Saved entries:
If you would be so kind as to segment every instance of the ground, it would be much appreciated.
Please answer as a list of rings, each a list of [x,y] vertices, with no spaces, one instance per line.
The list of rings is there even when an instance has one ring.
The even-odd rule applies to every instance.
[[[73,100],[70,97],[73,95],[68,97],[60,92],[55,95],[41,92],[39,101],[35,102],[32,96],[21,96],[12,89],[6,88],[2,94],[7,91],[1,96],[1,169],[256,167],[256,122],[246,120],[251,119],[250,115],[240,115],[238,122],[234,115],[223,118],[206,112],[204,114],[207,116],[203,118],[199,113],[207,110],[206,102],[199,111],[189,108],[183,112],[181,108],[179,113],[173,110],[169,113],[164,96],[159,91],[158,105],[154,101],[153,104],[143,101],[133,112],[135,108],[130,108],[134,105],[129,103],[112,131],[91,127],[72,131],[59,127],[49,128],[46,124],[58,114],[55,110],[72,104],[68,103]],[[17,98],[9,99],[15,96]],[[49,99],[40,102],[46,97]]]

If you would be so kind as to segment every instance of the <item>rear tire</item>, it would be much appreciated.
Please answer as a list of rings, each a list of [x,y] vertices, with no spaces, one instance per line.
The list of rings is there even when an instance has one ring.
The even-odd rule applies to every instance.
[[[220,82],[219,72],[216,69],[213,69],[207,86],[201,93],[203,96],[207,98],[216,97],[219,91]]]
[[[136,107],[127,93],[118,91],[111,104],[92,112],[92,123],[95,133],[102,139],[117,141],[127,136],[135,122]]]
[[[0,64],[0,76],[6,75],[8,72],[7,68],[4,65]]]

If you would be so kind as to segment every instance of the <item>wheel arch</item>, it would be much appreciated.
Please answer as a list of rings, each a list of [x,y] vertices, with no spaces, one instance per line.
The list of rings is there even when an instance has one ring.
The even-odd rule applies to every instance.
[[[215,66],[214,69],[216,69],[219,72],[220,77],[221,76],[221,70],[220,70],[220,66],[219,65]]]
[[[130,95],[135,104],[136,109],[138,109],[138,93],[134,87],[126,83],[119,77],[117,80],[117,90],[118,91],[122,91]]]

Problem requirements: Transcribe the whole listing with nothing added or left out.

The completed task:
If you would be so kind as to segment every instance of the ground, it would be much appreciated.
Please answer as a list of rings, each a list of [x,y] vertices, with no spaces, one instance per line.
The list of rings is there even when an instance has one ring.
The even-odd rule applies to every instance.
[[[73,100],[70,97],[73,95],[68,97],[60,92],[55,95],[41,92],[39,101],[35,102],[32,96],[21,96],[12,89],[6,88],[2,94],[7,91],[1,96],[1,169],[256,167],[256,122],[246,120],[251,119],[250,115],[240,115],[238,122],[234,115],[223,118],[206,112],[204,114],[207,116],[203,118],[199,113],[207,110],[206,102],[199,111],[189,108],[183,112],[181,108],[179,113],[173,110],[169,113],[164,96],[159,91],[158,105],[154,101],[153,104],[143,101],[133,112],[135,108],[130,108],[134,105],[129,103],[112,131],[91,127],[72,131],[59,127],[49,128],[46,124],[58,114],[55,110],[72,104],[68,103]],[[17,98],[9,99],[15,96]],[[49,99],[40,102],[46,97]]]

If you would be so kind as to segment every instance of the <item>rear tire</item>, it would be much appreciated.
Please answer as a list of rings, each a list of [x,y] vertices, with no spaces, one instance per line.
The list of rings is there even when an instance has one ring.
The even-odd rule applies to every instance.
[[[220,82],[219,72],[216,69],[213,69],[207,86],[201,93],[203,96],[207,98],[216,97],[219,91]]]
[[[136,107],[127,93],[118,91],[111,104],[92,112],[92,123],[95,133],[102,139],[117,141],[127,136],[135,122]]]
[[[0,64],[0,76],[6,75],[8,72],[7,68],[4,65]]]

If you would be so kind as to segment every instance of the <item>wheel arch</item>, it would be much appreciated.
Please answer as a list of rings, each a list of [x,y] vertices, with no spaces, one instance per line.
The list of rings is there even when an instance has one ring.
The even-odd rule applies to every instance.
[[[215,66],[214,69],[216,69],[219,72],[220,77],[221,76],[221,70],[220,70],[220,66],[219,65]]]
[[[130,95],[135,104],[136,109],[138,109],[138,93],[134,87],[126,83],[119,77],[117,80],[117,90],[118,91],[122,91]]]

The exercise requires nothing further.